== EXERCISE SET ==
1. In the GemFire XD clause reference below, transcribe the passage from "The MAXPARTSIZE attribute" up to and including "column in SYSTABLES.".
2. Name every clause that the GemFire XD clause reference below identifies using the word "Clause".
3. Render this sentence from the GemFire XD clause reference below in Spanish: "The MAXPARTSIZE attribute specifies the maximum memory for any partition on a member in megabytes."
##### DOCUMENT SECTION #####
For range or list partitioning, each range or list is mapped to one bucket for the table, so total number of buckets cannot be less than the number of ranger or lists. If total number of buckets is larger than the total number of ranges or lists, then the values that fall outside of the specified ranges or lists are distributed among all the available buckets including those that are not mapped to any of the ranges or lists.

RECOVERYDELAY Clause

Use the RECOVERYDELAY clause to specify the default time in milliseconds that existing members will wait before satisfying redundancy after a member crashes. The default is -1, which indicates that redundancy is not recovered after a member fails. By default a GemFire XD system always attempts to satisfy redundancy if required when a new server member that is hosting data for the table is started. Redundancy recovery also occurs for redundant, partitioned tables if you configure the default-recovery-delay boot property.

MAXPARTSIZE Clause

The MAXPARTSIZE attribute specifies the maximum memory for any partition on a member in megabytes. Use it to load-balance partitions among available members. If you omit MAXPARTSIZE, then GemFire XD calculates a default value for the table based on available heap memory. You can view the MAXPARTSIZE setting by querying the EVICTIONATTRS column in SYSTABLES.

Note: If you also configure eviction for the table by memory size (LRUMEMSIZE), then Pivotal recommends that you set both LRUMEMSIZE and MAXPARTSIZE to the same value. If you specify an LRUMEMSIZE value that is larger than the table's MAXPARTSIZE, then GemFire XD automatically sets LRUMEMSIZE equal to MAXPARTSIZE. See EVICTION BY Clause.
##### GIVEN RECORDS #####
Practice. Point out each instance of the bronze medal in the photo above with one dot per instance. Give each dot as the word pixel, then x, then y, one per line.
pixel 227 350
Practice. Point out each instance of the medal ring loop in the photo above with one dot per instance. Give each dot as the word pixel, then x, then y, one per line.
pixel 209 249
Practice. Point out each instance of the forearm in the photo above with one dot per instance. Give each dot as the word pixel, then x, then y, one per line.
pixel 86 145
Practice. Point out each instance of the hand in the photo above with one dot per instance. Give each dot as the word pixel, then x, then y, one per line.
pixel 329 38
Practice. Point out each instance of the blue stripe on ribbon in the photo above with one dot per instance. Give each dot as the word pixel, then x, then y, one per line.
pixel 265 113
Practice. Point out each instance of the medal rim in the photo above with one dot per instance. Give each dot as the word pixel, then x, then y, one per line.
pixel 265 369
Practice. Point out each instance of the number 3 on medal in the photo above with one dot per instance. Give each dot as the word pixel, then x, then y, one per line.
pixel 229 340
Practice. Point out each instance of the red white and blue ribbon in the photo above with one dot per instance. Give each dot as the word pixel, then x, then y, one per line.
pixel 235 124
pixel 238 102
#####
== COMPLETE ANSWERS ==
1.
The MAXPARTSIZE attribute specifies the maximum memory for any partition on a member in megabytes. Use it to load-balance partitions among available members. If you omit MAXPARTSIZE, then GemFire XD calculates a default value for the table based on available heap memory. You can view the MAXPARTSIZE setting by querying the EVICTIONATTRS column in SYSTABLES.

2.
RECOVERYDELAY Clause
MAXPARTSIZE Clause
EVICTION BY Clause

3. El atributo MAXPARTSIZE especifica la memoria máxima, en megabytes, para cualquier partición en un miembro.